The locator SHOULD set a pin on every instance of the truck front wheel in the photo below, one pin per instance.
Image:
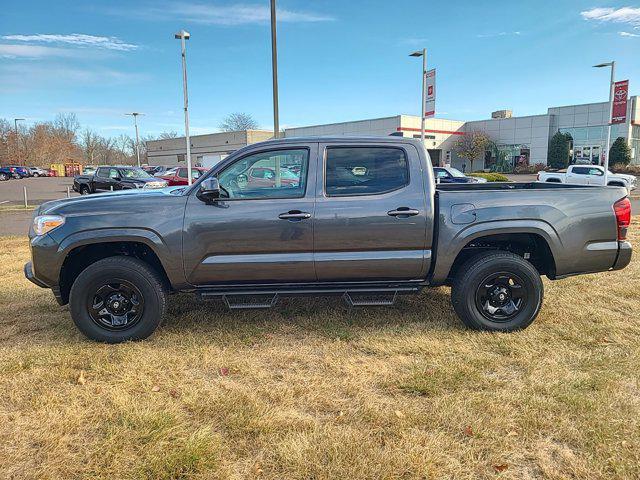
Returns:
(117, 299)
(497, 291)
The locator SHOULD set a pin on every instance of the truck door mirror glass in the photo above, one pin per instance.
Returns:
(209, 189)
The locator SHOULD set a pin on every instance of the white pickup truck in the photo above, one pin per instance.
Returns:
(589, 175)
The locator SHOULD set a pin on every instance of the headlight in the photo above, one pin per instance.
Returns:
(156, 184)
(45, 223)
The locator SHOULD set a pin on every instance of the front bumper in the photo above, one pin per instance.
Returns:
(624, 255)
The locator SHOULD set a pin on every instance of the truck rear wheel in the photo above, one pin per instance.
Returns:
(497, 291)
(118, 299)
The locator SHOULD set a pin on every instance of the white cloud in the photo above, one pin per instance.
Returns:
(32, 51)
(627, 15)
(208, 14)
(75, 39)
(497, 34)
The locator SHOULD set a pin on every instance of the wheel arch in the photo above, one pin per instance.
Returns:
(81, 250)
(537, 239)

============

● PROBLEM DETAILS: Give back the lines word for word, from the very first in the material above to the one that has "the white cloud", both included, without the pictures.

● RESULT OF THE TASK:
The locator SHOULD set a pin on every instance of the truck front wheel in the photo below, one pin per instance.
Image:
Returns:
(117, 299)
(497, 291)
The locator SHOULD set a pin on every instance of the truck door mirror glass in the photo above, one pin per instance.
Returns:
(209, 189)
The locator SHOULD set a pin on every instance of the white pickup truck in the photo above, one pin per instance.
Returns:
(589, 175)
The locator SHOULD set a pin on every instance of the headlight in the photo above, one pin per instance.
Returns:
(156, 184)
(45, 223)
The locator SHOULD set a pin on every instance of the front bumper in the photo above, one pin per instance.
Returns:
(624, 255)
The locator SHOULD set a pin on every instance of the truck rear wheel in the photo above, one pin per instance.
Returns:
(497, 291)
(118, 299)
The locator SHOULD set a pin on every instance of the white cloud in the photo above, one pin per instance.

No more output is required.